BEGIN

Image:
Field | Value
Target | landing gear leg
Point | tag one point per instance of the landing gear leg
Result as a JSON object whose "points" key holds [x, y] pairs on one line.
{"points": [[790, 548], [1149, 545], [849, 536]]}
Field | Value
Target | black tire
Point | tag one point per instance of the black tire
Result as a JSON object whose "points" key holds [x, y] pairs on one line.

END

→ **Problem**: Reproduce the data above verbatim, line for line, without any changes.

→ **Expected answer**:
Image:
Field | Value
Target | landing gear leg
Point | tag one point per instance of the landing gear leg
Result as a JSON object whose "points" key holds [x, y] pairs on one line.
{"points": [[790, 548], [1149, 545], [849, 536]]}
Field | Value
Target | black tire
Point | tag one point per instance of the black tire
Result as a JSON object whose "points" key holds [x, y] pairs on one line.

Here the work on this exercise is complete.